Working from the top of the records below, reproduce each line exactly, ending once you have written the line containing "Target: streaked brown plumage".
=== Section Start ===
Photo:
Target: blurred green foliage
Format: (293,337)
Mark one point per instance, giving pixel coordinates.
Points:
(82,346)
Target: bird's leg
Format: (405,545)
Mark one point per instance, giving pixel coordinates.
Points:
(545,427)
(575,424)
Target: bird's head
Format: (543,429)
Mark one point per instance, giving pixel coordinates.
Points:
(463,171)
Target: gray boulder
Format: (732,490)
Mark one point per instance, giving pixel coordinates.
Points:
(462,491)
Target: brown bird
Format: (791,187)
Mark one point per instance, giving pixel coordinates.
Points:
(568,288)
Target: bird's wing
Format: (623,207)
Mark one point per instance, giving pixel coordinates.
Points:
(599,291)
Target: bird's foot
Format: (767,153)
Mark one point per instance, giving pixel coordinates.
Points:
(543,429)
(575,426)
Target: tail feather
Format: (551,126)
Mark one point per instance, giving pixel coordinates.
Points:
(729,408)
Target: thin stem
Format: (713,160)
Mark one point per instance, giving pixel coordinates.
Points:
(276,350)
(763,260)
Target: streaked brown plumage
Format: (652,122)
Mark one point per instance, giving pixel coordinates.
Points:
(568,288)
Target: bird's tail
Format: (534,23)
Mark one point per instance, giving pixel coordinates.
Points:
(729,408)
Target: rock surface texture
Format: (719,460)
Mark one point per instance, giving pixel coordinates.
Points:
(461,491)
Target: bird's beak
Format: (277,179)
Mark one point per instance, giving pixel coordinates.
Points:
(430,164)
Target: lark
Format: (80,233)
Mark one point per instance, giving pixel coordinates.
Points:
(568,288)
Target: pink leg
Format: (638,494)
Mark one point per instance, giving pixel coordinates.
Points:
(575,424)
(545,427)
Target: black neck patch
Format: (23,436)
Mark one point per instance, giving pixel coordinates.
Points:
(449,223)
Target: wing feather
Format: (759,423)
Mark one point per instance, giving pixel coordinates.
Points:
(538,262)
=== Section End ===
• _Answer to the problem_
Photo:
Target: blurred green foliage
Format: (293,337)
Mark one point per instance, giving pixel coordinates.
Points:
(82,346)
Target: bird's leg
Format: (405,545)
Mark one point per instance, giving pixel coordinates.
Points:
(545,427)
(575,424)
Target: bird's head
Format: (543,429)
Mark one point per instance, giving pixel coordinates.
Points:
(463,171)
Target: gray boulder
Format: (732,490)
Mark one point per instance, giving pixel coordinates.
Points:
(462,491)
Target: brown bird
Format: (791,187)
Mark one point per instance, giving pixel coordinates.
Points:
(568,288)
Target: bird's wing
Format: (623,207)
Mark one point per instance, giving pixel coordinates.
Points:
(599,291)
Target: bird's foot
Format: (767,153)
Mark one point per instance, giving pixel coordinates.
Points:
(543,429)
(575,426)
Target: tail feather
Format: (551,126)
Mark one point per instance, giving pixel coordinates.
Points:
(729,408)
Target: thin stem
Format: (713,160)
Mark one point per instance, giving pixel coordinates.
Points:
(276,350)
(763,260)
Target: streaked brown plumage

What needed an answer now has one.